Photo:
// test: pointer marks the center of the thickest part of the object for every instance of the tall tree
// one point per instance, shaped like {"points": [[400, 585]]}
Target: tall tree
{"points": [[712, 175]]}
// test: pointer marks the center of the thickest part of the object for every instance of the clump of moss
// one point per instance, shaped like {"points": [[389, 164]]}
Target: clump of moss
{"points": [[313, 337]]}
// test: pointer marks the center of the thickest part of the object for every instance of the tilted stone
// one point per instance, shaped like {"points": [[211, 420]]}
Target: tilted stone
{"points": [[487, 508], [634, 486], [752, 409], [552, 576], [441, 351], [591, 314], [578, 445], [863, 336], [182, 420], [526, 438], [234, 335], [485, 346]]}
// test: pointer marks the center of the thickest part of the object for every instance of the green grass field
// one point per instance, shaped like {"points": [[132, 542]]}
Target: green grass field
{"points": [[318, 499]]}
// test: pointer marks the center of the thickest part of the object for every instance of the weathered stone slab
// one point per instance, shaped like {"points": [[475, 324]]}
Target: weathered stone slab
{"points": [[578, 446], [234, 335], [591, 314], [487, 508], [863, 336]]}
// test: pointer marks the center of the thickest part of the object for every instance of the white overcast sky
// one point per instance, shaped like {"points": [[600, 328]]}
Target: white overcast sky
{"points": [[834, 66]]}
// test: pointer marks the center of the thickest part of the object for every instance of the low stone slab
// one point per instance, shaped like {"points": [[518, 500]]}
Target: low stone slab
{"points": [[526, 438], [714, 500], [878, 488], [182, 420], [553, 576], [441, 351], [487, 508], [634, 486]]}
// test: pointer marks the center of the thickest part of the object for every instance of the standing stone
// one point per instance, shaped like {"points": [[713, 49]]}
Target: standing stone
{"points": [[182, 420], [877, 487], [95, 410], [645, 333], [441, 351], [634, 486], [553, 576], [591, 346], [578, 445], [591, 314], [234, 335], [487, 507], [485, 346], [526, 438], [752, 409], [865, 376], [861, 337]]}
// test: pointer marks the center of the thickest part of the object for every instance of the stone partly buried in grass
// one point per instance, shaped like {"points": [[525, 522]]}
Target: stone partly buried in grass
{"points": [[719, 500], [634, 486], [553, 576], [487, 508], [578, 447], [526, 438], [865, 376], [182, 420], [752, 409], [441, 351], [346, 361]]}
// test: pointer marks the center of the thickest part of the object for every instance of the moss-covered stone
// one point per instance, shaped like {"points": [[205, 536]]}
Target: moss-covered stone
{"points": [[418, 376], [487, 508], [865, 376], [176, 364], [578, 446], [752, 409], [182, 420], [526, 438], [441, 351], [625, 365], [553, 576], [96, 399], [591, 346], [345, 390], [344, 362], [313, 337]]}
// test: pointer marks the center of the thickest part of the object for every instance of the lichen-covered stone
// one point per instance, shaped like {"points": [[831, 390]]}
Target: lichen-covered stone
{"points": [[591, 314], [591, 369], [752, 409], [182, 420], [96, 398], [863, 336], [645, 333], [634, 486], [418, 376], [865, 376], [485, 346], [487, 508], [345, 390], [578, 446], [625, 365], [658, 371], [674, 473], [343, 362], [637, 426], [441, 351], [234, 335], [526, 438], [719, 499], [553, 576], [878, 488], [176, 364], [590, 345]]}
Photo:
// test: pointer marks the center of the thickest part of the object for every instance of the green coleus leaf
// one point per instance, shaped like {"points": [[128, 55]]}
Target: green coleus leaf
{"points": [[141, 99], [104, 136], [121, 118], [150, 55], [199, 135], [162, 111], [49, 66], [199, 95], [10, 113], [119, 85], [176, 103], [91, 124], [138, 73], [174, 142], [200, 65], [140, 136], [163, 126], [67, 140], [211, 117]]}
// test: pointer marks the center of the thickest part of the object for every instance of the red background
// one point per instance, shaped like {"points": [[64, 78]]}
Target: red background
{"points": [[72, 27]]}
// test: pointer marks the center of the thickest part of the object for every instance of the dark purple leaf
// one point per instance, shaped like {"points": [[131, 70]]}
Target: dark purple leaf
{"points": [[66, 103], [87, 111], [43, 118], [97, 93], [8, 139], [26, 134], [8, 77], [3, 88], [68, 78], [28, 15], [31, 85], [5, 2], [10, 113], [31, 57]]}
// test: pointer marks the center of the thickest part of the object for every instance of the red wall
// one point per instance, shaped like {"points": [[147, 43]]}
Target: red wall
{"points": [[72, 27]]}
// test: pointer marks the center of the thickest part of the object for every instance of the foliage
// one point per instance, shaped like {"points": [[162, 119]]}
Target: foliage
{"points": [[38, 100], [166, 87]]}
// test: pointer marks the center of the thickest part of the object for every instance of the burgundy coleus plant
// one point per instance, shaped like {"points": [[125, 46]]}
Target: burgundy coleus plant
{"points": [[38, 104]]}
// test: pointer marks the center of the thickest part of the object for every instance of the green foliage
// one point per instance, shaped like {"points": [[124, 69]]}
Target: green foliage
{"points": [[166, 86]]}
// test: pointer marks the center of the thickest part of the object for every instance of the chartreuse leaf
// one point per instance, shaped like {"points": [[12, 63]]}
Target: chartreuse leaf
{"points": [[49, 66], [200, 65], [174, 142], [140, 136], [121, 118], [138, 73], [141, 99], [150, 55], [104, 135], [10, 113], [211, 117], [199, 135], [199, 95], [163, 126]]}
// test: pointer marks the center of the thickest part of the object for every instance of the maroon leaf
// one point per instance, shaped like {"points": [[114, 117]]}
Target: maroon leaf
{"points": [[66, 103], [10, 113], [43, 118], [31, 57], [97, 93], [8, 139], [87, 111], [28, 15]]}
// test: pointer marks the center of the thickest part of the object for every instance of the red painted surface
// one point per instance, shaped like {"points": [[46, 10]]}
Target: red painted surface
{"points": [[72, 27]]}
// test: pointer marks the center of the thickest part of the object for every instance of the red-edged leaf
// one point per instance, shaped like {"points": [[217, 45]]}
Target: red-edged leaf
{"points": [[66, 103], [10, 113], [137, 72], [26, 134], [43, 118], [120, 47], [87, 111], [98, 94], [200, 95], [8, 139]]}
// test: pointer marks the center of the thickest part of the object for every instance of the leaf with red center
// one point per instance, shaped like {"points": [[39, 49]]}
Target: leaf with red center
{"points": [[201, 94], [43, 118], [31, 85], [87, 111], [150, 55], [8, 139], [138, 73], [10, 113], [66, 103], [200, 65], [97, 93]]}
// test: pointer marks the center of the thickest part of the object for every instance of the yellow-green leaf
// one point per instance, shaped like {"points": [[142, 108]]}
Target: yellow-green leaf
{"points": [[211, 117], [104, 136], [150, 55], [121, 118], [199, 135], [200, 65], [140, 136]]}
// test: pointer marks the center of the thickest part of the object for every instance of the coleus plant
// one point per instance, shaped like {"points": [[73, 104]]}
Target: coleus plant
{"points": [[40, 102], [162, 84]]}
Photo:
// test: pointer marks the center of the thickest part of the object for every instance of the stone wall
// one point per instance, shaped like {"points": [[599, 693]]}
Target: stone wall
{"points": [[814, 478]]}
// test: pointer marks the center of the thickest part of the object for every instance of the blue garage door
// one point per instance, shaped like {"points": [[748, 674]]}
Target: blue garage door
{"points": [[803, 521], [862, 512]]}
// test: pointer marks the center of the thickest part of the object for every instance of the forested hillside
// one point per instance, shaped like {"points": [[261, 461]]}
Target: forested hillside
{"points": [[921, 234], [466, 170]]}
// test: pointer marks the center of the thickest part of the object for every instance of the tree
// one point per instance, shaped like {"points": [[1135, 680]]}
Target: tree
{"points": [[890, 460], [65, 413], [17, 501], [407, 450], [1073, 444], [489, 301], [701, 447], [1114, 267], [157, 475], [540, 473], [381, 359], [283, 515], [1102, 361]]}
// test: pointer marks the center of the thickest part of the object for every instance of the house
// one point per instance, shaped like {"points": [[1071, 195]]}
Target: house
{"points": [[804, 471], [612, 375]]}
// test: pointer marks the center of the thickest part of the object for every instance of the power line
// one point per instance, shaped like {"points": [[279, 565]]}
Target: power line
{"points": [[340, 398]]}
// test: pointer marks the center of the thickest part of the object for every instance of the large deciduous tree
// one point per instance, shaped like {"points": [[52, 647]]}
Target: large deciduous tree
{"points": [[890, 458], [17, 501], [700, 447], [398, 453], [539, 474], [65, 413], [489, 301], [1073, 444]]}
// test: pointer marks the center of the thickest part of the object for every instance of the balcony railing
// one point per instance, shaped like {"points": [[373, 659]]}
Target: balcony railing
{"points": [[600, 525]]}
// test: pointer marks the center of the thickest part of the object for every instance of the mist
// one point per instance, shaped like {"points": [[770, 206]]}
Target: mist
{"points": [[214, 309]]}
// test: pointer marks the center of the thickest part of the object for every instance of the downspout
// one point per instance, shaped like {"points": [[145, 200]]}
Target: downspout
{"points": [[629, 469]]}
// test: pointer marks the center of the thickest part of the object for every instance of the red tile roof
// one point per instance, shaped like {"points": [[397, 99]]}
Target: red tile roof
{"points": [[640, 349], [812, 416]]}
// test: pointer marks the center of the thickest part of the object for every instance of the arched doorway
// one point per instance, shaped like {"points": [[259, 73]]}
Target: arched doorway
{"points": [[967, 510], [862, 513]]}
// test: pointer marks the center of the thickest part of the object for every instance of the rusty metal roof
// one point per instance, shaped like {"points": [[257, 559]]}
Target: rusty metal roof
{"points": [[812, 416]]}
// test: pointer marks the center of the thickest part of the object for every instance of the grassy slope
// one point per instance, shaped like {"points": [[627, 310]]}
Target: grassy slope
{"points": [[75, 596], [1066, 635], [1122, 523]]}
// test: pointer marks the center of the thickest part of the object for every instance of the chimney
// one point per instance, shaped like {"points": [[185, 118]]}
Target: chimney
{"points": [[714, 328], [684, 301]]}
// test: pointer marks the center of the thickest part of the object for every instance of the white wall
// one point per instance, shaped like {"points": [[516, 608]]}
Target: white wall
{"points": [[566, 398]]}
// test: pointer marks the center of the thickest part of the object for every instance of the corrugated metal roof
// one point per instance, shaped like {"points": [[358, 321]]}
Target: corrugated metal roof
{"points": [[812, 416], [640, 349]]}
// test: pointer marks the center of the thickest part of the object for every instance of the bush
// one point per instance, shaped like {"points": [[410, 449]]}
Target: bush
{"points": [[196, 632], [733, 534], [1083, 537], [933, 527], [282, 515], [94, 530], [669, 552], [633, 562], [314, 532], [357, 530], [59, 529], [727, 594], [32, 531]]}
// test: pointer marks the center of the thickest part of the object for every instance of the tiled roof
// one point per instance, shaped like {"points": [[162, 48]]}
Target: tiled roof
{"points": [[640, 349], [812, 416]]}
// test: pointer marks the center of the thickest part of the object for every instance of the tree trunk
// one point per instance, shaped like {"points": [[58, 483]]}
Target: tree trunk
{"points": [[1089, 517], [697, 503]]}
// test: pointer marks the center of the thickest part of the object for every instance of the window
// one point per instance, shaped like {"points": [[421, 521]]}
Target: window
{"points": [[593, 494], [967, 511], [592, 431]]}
• • • •
Reproduce word for word every line from the one containing "the grassy slope" through the final line of the entries, both included.

Finished task:
// test: pointer marks the center of the thickest part of the object for every instance of the grassy slope
// one point per instance, shaped like {"points": [[627, 310]]}
Target: grassy slope
{"points": [[75, 596], [1066, 635], [1122, 523]]}
// test: pointer marks the center of the thickest part of the object for every instance of the chimney
// one point per instance, shaped like {"points": [[185, 118]]}
Target: chimney
{"points": [[714, 328], [684, 301]]}
// test: pointer marks the center of the thickest part of the object for every instance of the white wall
// one point per instance, shaped like {"points": [[516, 608]]}
Target: white wall
{"points": [[566, 398]]}
// test: pointer marks the center of the thickest part of the object for every instance of the corrugated metal roof
// one point per instance, shaped like {"points": [[358, 321]]}
Target: corrugated metal roof
{"points": [[812, 416], [640, 349]]}
// test: pointer marks the center of the thickest part of the object for every instance of the bush
// one point per instance, shaped like {"points": [[410, 449]]}
Target: bush
{"points": [[196, 632], [733, 534], [1083, 537], [933, 527], [282, 515], [94, 530], [669, 552], [633, 562], [314, 532], [357, 530], [59, 529], [727, 594], [32, 531]]}
// test: pointer marks the center of the thickest part of the object for every instance of the tiled roof
// one point per instance, shaped like {"points": [[162, 48]]}
Target: tiled roof
{"points": [[640, 349], [812, 416]]}
// test: pointer marks the center of the thickest part of the object for every instance of the tree trunk
// one point per instance, shaped like {"points": [[58, 483]]}
Target: tree trunk
{"points": [[1089, 517], [697, 503]]}
// test: pointer marks the center of the thickest part of the object for every instance of the window
// one point per instance, shaped like {"points": [[421, 521]]}
Target: window
{"points": [[593, 494], [967, 511], [592, 431]]}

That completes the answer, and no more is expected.